REQUIRED TASK:
Starting at the first line of the entries below and ending at the line containing "Target: long-sleeve shirt", express each line as a row of a Markdown table with the columns Number and Line, omitting any blank lines.

ITEMS:
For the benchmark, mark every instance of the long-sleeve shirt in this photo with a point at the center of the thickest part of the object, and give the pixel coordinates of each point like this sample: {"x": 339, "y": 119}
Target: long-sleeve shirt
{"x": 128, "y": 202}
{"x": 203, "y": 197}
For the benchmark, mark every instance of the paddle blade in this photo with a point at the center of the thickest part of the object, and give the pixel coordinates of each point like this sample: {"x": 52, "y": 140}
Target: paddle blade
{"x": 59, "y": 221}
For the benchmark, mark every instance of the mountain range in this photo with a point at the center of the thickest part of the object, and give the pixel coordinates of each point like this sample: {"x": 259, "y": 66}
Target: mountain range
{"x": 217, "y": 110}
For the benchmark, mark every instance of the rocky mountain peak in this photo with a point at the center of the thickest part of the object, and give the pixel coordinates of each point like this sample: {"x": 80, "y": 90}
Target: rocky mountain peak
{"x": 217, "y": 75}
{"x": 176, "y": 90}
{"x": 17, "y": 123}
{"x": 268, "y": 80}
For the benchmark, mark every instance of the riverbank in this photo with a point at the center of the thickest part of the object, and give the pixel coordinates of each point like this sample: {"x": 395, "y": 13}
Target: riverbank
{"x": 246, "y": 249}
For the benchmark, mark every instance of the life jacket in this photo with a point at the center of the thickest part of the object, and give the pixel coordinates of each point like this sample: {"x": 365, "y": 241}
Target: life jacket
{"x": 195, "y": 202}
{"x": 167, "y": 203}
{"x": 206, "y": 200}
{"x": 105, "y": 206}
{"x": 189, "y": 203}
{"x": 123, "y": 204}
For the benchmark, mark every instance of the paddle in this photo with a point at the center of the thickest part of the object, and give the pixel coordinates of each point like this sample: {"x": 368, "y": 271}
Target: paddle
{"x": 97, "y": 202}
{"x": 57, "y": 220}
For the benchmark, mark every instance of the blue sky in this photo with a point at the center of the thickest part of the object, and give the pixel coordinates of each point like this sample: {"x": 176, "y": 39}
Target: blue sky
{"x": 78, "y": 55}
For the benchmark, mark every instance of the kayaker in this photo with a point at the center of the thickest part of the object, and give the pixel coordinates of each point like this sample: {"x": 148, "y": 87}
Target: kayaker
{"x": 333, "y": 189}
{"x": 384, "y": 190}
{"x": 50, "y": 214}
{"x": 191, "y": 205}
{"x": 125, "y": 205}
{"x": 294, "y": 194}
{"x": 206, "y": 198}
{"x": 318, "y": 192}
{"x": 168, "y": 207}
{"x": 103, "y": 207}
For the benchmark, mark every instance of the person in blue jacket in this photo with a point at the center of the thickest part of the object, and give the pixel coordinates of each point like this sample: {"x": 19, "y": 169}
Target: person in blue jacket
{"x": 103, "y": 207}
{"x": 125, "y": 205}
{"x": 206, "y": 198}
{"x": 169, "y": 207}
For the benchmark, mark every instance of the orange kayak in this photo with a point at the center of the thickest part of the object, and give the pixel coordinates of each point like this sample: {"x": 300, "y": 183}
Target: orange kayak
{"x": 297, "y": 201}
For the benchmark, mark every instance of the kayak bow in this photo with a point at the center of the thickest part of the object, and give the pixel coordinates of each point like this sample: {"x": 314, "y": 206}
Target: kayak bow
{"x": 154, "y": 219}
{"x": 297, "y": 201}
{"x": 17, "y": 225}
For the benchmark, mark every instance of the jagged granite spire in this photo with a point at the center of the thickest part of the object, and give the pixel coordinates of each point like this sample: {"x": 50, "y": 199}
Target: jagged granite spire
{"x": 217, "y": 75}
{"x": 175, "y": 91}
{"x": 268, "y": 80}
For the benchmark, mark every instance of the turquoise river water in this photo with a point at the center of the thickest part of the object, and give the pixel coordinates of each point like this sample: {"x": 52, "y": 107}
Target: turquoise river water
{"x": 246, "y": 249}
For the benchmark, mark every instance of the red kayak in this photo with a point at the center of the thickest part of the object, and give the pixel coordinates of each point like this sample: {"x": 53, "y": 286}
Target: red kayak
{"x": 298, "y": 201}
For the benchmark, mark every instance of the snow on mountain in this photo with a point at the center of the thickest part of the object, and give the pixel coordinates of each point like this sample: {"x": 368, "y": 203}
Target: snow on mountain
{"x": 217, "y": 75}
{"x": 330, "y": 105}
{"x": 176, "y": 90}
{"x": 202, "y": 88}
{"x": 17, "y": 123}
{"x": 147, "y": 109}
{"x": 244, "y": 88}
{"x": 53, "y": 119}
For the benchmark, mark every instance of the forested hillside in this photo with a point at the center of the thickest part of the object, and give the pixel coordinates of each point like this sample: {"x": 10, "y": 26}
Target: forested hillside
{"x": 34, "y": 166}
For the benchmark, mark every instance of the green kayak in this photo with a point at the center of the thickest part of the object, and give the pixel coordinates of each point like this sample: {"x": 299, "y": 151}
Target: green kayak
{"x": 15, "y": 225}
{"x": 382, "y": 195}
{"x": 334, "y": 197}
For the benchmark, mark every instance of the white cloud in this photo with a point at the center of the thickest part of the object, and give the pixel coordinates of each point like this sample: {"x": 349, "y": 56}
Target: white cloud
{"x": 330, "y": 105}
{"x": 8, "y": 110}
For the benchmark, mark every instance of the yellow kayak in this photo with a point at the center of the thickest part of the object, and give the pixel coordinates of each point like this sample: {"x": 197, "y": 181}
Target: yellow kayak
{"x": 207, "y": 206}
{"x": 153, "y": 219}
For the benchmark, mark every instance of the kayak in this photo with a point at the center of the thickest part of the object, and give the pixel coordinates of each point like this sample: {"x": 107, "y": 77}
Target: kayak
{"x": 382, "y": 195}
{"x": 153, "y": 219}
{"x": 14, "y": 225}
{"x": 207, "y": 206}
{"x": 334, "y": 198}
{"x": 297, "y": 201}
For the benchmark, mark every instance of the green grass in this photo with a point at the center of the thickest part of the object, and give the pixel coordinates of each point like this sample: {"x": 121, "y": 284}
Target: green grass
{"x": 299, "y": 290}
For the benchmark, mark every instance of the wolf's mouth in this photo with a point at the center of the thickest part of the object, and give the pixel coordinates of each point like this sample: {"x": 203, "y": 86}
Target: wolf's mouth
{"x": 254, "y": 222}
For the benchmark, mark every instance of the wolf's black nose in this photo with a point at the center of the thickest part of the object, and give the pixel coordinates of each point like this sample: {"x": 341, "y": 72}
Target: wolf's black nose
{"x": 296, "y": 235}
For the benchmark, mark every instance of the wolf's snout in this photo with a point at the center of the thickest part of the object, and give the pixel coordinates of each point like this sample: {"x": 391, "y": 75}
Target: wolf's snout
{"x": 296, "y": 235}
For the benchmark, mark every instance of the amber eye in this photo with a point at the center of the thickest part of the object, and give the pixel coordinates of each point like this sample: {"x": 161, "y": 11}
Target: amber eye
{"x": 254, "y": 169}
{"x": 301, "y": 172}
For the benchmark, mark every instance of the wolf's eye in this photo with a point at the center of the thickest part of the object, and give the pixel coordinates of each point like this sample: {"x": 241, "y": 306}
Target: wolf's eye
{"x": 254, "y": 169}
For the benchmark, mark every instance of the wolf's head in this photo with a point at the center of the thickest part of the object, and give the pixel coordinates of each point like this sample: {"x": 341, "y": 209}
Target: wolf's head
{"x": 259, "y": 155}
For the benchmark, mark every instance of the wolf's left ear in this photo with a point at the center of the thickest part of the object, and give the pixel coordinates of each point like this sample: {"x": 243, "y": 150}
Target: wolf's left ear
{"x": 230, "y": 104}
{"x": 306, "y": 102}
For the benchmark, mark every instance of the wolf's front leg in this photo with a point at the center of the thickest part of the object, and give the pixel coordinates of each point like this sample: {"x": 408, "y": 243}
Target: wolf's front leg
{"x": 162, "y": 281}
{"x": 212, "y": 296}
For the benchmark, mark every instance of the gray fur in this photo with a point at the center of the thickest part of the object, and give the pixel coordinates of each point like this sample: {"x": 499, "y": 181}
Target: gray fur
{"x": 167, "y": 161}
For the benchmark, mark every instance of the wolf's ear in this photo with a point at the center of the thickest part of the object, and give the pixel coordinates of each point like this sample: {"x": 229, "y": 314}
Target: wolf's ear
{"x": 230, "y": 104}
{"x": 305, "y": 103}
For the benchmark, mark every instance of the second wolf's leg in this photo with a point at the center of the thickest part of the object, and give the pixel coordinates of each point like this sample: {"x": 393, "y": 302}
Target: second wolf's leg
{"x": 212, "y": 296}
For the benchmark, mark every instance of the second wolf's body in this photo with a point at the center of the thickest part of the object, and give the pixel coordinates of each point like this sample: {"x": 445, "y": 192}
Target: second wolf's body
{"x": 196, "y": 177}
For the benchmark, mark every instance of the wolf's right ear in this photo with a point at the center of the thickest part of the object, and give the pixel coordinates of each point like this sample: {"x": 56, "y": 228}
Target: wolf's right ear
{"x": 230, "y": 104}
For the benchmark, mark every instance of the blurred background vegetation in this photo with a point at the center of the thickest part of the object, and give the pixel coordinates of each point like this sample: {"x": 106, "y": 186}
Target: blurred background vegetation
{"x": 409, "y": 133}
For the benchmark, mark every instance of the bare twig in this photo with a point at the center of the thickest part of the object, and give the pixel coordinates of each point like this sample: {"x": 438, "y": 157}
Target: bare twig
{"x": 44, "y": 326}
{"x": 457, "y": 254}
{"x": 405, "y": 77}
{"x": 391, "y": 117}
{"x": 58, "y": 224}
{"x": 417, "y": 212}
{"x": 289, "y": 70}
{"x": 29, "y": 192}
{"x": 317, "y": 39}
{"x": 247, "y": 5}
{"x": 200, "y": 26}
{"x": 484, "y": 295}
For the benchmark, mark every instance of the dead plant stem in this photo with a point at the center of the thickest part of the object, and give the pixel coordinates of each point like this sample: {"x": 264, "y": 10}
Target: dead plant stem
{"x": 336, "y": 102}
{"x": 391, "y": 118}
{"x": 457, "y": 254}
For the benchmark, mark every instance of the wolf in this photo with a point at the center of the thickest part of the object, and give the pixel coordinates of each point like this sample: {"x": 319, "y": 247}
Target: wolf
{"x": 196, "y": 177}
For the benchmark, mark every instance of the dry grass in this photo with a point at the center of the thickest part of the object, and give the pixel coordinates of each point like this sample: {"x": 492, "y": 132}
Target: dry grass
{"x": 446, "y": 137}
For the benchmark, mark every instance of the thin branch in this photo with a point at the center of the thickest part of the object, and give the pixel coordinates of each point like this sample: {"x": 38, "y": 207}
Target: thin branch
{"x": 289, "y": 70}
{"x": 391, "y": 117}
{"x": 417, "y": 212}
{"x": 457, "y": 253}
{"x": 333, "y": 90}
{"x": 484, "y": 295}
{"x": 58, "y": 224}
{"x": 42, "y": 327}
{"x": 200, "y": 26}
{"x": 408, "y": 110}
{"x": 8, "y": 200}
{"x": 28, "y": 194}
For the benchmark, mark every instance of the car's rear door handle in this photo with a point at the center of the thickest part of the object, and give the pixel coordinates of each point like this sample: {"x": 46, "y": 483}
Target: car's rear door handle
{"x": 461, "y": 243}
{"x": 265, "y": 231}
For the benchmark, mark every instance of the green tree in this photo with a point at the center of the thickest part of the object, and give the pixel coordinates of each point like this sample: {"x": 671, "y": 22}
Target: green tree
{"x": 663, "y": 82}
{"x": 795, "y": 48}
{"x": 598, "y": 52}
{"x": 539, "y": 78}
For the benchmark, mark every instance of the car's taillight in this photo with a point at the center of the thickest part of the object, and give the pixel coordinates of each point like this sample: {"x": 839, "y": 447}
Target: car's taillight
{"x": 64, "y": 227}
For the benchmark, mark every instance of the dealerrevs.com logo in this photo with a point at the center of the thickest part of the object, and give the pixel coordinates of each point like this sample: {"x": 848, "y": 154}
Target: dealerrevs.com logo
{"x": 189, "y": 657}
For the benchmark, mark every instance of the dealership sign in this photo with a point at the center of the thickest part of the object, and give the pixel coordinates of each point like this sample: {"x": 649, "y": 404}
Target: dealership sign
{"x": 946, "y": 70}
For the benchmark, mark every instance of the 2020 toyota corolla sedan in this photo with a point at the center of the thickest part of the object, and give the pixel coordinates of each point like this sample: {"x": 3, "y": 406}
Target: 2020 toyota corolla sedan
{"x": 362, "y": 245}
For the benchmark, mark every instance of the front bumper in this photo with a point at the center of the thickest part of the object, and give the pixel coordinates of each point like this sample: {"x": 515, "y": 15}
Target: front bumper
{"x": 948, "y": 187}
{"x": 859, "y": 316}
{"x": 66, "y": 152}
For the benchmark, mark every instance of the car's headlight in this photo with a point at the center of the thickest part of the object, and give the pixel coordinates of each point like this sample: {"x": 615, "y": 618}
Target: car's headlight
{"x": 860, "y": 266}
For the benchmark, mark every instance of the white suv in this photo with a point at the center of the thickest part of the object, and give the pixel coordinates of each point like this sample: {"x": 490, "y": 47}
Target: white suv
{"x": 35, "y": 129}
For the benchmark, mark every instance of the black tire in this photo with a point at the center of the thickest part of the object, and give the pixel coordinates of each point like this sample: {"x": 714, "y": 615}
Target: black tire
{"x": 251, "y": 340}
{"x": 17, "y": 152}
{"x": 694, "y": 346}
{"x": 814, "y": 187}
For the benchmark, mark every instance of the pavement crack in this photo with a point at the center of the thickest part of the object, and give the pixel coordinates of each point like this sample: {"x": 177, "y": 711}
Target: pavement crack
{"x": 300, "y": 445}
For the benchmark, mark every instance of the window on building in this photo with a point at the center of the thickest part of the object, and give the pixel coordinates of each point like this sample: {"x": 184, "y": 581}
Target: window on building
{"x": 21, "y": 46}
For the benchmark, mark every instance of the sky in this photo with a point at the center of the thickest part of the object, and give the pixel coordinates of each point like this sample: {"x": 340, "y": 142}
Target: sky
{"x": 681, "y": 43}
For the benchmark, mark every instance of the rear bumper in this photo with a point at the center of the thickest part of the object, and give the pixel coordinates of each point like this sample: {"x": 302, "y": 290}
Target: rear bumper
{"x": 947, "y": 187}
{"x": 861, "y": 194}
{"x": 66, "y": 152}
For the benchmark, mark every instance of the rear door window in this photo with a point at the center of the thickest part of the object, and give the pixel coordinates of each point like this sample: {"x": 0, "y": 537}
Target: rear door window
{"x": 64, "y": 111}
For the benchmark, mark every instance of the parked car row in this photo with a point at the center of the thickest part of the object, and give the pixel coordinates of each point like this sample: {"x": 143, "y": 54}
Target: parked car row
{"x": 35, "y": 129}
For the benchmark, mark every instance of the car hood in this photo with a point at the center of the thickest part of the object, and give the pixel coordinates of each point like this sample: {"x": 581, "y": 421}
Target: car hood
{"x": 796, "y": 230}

WORKED ANSWER:
| Number | Line |
|---|---|
| 1 | For the benchmark, mark every instance of the long-sleeve shirt in this photo with a point at the center of the thickest part of the object, and give the pixel coordinates of each point like this sample: {"x": 339, "y": 119} |
| 2 | Target: long-sleeve shirt |